Instructions to follow
Gather and copy out every line in the listing below that contains the string "cloud". The match is case-sensitive.

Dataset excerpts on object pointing
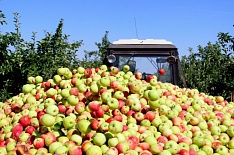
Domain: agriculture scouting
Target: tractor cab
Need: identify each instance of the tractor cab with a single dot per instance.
(150, 57)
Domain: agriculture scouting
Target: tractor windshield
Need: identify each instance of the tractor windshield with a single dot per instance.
(150, 65)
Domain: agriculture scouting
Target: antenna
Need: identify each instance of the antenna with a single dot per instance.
(136, 27)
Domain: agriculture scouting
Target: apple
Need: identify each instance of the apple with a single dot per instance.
(113, 103)
(47, 120)
(84, 126)
(156, 148)
(52, 110)
(122, 147)
(115, 127)
(25, 121)
(172, 147)
(99, 139)
(38, 143)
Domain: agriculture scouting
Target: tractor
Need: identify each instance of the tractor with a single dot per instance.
(150, 57)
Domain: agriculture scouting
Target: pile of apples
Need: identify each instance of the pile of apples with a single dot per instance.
(109, 111)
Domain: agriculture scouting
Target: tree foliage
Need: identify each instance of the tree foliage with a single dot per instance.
(21, 59)
(93, 59)
(211, 69)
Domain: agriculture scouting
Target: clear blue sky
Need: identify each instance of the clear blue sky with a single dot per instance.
(186, 23)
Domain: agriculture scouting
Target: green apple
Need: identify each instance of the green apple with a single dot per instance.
(94, 150)
(61, 150)
(112, 142)
(113, 103)
(99, 139)
(115, 127)
(69, 122)
(172, 147)
(84, 126)
(52, 110)
(54, 146)
(48, 120)
(153, 95)
(73, 100)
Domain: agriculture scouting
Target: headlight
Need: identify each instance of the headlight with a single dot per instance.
(111, 58)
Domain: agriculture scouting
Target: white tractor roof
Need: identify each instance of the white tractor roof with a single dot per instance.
(146, 41)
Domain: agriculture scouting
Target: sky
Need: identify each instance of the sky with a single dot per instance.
(186, 23)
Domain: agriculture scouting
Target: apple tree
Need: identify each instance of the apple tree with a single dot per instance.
(21, 59)
(96, 58)
(211, 69)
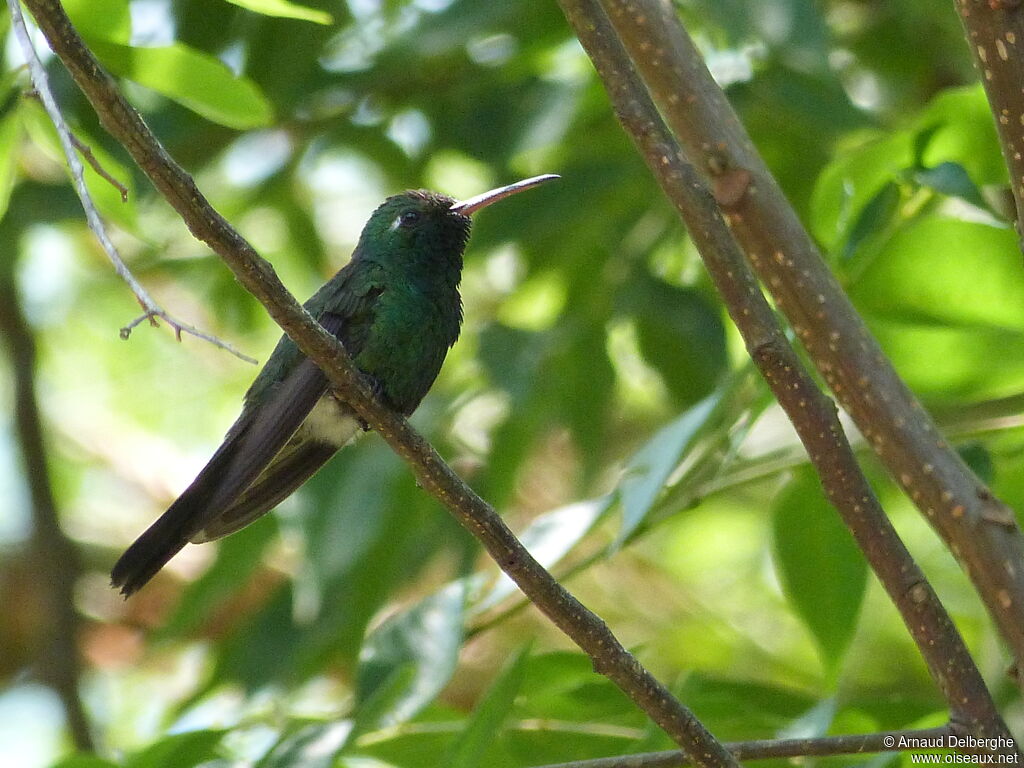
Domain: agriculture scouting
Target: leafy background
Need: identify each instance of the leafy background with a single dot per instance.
(598, 397)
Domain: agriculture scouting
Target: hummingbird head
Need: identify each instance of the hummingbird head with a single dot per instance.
(416, 226)
(428, 228)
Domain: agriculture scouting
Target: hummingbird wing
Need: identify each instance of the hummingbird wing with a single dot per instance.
(248, 455)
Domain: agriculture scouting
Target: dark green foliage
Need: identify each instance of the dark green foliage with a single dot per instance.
(598, 396)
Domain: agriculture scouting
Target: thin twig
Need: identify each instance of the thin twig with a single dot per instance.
(813, 415)
(586, 629)
(69, 143)
(977, 527)
(918, 740)
(56, 558)
(97, 167)
(994, 33)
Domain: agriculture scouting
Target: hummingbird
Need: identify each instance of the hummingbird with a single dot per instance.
(396, 309)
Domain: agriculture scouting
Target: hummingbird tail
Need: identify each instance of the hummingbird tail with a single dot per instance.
(152, 551)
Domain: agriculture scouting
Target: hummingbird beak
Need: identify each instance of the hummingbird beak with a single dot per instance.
(474, 204)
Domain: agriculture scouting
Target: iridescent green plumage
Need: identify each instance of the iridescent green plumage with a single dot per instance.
(395, 306)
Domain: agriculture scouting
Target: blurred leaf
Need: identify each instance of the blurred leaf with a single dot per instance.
(950, 179)
(484, 725)
(549, 538)
(313, 745)
(427, 638)
(285, 9)
(876, 216)
(10, 135)
(238, 556)
(104, 196)
(190, 78)
(562, 685)
(738, 710)
(822, 572)
(979, 459)
(85, 761)
(108, 19)
(650, 467)
(178, 751)
(961, 130)
(851, 181)
(920, 278)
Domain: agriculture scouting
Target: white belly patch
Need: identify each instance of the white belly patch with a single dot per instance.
(330, 422)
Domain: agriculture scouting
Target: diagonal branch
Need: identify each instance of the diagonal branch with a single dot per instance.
(860, 743)
(586, 629)
(977, 527)
(812, 413)
(69, 143)
(994, 32)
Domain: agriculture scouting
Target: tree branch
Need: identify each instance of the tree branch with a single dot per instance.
(813, 415)
(979, 529)
(783, 748)
(69, 143)
(994, 31)
(55, 557)
(587, 630)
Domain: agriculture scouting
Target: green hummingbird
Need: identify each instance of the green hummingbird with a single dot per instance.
(396, 308)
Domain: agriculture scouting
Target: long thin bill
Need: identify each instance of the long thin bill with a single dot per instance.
(474, 204)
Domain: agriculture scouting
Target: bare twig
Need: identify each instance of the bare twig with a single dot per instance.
(86, 152)
(979, 528)
(586, 629)
(69, 143)
(926, 738)
(813, 415)
(995, 36)
(55, 556)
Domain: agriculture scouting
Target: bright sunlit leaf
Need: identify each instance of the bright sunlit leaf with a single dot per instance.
(195, 80)
(285, 9)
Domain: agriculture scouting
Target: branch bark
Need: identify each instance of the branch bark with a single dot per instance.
(994, 29)
(586, 629)
(978, 528)
(69, 144)
(782, 748)
(55, 556)
(812, 413)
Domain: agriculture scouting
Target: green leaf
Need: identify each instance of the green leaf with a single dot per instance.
(105, 19)
(960, 129)
(979, 459)
(427, 637)
(285, 9)
(946, 271)
(549, 538)
(485, 723)
(312, 745)
(851, 181)
(680, 334)
(872, 220)
(85, 761)
(822, 572)
(178, 751)
(950, 179)
(195, 80)
(238, 556)
(650, 467)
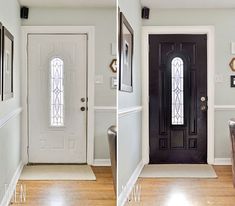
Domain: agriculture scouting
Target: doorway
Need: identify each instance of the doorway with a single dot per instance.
(178, 98)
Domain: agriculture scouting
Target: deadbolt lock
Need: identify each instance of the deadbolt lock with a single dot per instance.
(203, 99)
(83, 109)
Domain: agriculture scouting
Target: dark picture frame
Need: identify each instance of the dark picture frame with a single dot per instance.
(126, 39)
(7, 64)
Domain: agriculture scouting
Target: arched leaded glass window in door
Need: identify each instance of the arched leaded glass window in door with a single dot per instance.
(57, 92)
(177, 91)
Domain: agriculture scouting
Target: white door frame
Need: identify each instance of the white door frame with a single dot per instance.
(209, 31)
(90, 31)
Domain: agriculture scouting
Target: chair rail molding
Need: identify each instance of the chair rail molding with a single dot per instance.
(129, 110)
(224, 107)
(8, 117)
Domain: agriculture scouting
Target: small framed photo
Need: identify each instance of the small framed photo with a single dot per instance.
(1, 83)
(7, 64)
(126, 39)
(232, 81)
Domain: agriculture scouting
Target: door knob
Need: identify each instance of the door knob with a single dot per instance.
(83, 109)
(203, 99)
(203, 108)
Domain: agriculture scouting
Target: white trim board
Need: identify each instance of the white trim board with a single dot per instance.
(130, 184)
(209, 31)
(224, 107)
(223, 161)
(11, 187)
(90, 31)
(9, 116)
(129, 110)
(102, 162)
(105, 108)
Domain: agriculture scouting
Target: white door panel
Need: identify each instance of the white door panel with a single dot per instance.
(65, 142)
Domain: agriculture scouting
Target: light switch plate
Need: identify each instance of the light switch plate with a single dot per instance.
(219, 78)
(113, 82)
(99, 79)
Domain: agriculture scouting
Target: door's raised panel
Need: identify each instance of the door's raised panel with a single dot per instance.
(177, 138)
(163, 143)
(50, 143)
(192, 103)
(177, 143)
(162, 103)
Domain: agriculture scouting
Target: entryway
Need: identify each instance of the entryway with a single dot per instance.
(189, 136)
(178, 98)
(57, 98)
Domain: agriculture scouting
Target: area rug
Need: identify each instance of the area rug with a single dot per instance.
(57, 172)
(178, 171)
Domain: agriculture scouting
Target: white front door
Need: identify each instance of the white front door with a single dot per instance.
(57, 98)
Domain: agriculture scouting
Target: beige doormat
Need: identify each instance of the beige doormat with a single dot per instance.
(57, 172)
(178, 171)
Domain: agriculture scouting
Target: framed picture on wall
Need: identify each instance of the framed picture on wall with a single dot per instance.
(7, 64)
(126, 39)
(1, 83)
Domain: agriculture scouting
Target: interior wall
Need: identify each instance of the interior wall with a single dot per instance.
(222, 20)
(130, 125)
(105, 34)
(10, 154)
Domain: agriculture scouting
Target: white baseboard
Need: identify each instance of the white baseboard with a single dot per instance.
(130, 184)
(11, 187)
(222, 161)
(101, 162)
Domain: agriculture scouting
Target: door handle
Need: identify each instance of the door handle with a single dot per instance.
(203, 108)
(83, 109)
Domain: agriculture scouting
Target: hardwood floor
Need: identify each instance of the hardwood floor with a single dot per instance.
(189, 192)
(72, 193)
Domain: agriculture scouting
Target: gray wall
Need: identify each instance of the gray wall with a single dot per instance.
(105, 33)
(10, 133)
(223, 20)
(129, 137)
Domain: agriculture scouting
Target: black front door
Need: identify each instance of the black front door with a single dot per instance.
(178, 98)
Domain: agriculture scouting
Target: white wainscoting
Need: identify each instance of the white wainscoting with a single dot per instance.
(11, 187)
(223, 161)
(129, 110)
(9, 116)
(130, 184)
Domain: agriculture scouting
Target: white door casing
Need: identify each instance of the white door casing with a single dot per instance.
(209, 31)
(90, 32)
(52, 142)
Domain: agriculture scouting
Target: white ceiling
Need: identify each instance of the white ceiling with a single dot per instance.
(68, 3)
(178, 4)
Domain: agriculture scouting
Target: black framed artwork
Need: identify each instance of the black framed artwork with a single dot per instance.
(126, 39)
(1, 83)
(7, 64)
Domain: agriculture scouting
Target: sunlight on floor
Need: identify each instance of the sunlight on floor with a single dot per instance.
(178, 199)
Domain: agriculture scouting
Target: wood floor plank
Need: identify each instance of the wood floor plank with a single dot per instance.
(72, 193)
(189, 192)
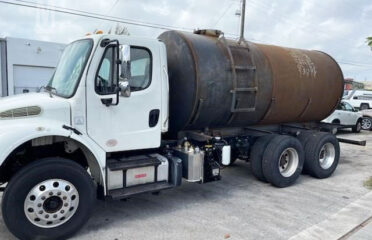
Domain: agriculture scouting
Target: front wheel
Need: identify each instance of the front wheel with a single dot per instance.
(364, 106)
(50, 199)
(367, 123)
(358, 127)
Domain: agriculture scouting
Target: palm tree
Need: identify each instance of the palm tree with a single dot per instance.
(369, 41)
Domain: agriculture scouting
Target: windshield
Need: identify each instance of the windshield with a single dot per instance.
(70, 67)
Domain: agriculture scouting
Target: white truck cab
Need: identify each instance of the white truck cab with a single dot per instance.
(82, 108)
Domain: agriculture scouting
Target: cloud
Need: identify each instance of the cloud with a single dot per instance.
(336, 27)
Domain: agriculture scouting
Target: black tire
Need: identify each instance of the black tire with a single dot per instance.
(271, 160)
(256, 156)
(313, 153)
(35, 173)
(358, 127)
(234, 156)
(364, 106)
(367, 123)
(335, 130)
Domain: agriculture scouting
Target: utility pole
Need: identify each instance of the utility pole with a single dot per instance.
(242, 21)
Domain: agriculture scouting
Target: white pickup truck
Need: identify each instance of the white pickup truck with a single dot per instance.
(360, 99)
(346, 116)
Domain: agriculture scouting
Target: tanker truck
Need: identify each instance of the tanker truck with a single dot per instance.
(123, 116)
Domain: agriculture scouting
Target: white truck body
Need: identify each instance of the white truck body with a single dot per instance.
(100, 127)
(26, 65)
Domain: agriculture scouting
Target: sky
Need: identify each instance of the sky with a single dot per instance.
(338, 27)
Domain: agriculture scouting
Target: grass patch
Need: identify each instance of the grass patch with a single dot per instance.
(368, 183)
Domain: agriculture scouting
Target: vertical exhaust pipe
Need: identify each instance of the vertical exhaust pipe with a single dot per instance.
(242, 21)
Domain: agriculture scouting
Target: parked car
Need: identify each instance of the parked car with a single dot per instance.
(346, 116)
(367, 120)
(360, 99)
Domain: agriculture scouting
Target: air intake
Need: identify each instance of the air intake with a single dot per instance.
(21, 112)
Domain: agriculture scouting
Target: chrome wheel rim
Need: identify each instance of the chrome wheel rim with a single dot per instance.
(288, 162)
(366, 124)
(51, 203)
(327, 156)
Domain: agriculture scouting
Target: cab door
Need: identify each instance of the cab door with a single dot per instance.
(118, 123)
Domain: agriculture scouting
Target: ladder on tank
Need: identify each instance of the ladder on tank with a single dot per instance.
(240, 70)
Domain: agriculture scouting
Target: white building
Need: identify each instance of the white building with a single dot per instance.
(26, 65)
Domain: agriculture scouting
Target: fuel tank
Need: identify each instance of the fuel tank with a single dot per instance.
(220, 83)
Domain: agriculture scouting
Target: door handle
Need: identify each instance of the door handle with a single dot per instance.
(154, 117)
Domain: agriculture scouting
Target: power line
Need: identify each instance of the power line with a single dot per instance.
(355, 64)
(127, 21)
(224, 13)
(87, 14)
(94, 15)
(112, 7)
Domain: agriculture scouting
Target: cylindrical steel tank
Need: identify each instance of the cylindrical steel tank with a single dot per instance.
(219, 83)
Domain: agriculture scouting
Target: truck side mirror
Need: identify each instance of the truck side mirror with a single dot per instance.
(124, 70)
(124, 88)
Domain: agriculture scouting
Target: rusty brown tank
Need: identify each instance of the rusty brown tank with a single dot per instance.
(219, 83)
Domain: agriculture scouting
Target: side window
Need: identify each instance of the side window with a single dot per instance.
(141, 68)
(342, 106)
(348, 107)
(107, 73)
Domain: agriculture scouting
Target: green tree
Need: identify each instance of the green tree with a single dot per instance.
(369, 41)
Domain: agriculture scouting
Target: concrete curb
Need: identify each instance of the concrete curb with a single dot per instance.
(341, 223)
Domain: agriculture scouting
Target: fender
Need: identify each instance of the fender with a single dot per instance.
(14, 133)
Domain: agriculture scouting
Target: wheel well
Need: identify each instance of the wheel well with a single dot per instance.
(46, 147)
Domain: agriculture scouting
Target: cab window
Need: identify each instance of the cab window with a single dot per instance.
(348, 107)
(106, 78)
(141, 69)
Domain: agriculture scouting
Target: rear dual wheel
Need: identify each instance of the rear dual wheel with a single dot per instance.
(277, 159)
(322, 153)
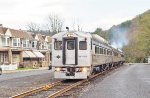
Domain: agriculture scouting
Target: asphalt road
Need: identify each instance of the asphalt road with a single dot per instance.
(14, 83)
(131, 81)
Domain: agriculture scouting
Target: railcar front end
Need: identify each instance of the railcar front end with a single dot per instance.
(71, 57)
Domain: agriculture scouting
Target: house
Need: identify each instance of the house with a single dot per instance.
(23, 49)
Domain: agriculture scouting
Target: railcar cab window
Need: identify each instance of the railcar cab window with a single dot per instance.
(82, 45)
(58, 45)
(70, 45)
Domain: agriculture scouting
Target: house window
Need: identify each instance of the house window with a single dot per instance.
(34, 44)
(5, 41)
(45, 45)
(3, 57)
(26, 43)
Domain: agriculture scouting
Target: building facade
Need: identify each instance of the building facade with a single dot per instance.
(19, 48)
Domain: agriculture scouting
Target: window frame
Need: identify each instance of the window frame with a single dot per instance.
(73, 44)
(55, 45)
(82, 43)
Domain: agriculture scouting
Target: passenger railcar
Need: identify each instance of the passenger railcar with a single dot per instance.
(77, 55)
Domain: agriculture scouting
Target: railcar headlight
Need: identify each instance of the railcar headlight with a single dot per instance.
(58, 69)
(84, 69)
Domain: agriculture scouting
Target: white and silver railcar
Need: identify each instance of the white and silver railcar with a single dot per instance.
(76, 55)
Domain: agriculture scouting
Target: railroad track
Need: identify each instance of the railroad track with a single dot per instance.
(56, 89)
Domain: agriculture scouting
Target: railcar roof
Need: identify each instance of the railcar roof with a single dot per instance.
(79, 33)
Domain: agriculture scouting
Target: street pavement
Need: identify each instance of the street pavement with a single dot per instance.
(20, 81)
(130, 81)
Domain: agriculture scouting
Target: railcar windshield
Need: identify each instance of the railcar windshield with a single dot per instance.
(58, 45)
(70, 45)
(82, 45)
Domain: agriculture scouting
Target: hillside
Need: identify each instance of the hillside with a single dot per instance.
(132, 36)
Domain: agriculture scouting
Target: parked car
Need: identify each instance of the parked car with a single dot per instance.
(0, 70)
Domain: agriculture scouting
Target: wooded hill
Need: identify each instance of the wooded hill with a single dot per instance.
(132, 36)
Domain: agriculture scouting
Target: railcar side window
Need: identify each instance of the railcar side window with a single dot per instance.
(58, 45)
(70, 45)
(96, 50)
(82, 45)
(104, 51)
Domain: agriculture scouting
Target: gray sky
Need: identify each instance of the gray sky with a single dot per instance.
(90, 14)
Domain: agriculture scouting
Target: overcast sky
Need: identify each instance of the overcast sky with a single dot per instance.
(90, 14)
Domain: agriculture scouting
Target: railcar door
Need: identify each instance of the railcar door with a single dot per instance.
(70, 51)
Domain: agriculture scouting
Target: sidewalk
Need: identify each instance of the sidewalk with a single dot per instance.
(14, 71)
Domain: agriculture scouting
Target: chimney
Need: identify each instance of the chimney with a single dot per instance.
(1, 25)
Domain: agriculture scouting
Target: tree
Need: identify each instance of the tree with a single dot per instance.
(33, 27)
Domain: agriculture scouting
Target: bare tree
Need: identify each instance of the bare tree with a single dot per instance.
(33, 27)
(55, 23)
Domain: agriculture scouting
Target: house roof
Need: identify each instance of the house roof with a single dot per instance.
(3, 30)
(20, 34)
(49, 39)
(40, 37)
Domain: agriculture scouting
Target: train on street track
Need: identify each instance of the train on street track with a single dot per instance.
(78, 55)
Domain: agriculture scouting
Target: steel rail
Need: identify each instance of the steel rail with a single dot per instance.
(37, 90)
(62, 91)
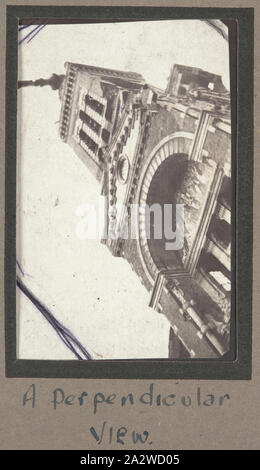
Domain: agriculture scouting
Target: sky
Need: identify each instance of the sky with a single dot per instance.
(98, 297)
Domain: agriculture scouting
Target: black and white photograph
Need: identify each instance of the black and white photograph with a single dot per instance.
(124, 191)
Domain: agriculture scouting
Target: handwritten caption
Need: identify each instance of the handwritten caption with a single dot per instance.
(96, 402)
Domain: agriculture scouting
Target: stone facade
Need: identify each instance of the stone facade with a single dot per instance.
(147, 147)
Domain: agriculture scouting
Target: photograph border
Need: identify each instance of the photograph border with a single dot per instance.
(242, 173)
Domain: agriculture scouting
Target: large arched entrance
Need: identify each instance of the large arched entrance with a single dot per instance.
(160, 181)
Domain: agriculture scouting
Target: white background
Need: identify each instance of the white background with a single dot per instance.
(94, 294)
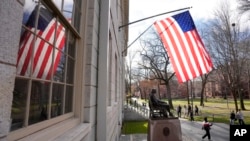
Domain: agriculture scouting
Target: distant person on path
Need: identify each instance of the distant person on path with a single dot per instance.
(240, 117)
(206, 126)
(185, 110)
(232, 117)
(196, 110)
(179, 111)
(191, 115)
(189, 109)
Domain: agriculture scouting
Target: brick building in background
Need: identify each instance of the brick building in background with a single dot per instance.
(62, 69)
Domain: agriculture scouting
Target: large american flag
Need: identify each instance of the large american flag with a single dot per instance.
(185, 48)
(35, 52)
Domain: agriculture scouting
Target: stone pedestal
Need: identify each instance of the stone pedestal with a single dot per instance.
(164, 130)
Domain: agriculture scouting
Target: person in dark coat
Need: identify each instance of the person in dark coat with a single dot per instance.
(232, 117)
(206, 126)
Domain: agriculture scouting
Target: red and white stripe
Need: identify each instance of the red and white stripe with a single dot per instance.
(41, 53)
(186, 50)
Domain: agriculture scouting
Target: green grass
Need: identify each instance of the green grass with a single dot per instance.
(135, 127)
(216, 109)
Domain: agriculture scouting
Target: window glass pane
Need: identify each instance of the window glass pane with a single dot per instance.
(71, 45)
(59, 67)
(57, 97)
(68, 99)
(45, 57)
(77, 14)
(70, 70)
(39, 101)
(25, 52)
(65, 6)
(19, 103)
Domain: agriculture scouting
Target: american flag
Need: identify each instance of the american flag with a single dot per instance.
(35, 52)
(185, 48)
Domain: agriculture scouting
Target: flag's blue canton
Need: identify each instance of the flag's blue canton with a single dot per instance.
(185, 21)
(43, 21)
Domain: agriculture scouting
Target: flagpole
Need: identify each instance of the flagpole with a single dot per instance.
(136, 39)
(152, 17)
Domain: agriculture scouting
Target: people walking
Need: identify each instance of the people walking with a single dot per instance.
(191, 115)
(189, 109)
(185, 110)
(196, 110)
(240, 117)
(179, 111)
(206, 126)
(232, 117)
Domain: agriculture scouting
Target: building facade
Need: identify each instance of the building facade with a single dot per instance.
(62, 69)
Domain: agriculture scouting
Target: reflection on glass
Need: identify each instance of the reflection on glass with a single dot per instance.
(66, 7)
(69, 99)
(19, 103)
(57, 97)
(70, 71)
(39, 102)
(71, 45)
(60, 69)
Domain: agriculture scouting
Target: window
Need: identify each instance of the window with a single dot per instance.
(44, 85)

Worked answer
Target: cloud
Need: identify each instance of the cloud with a single dot per instance.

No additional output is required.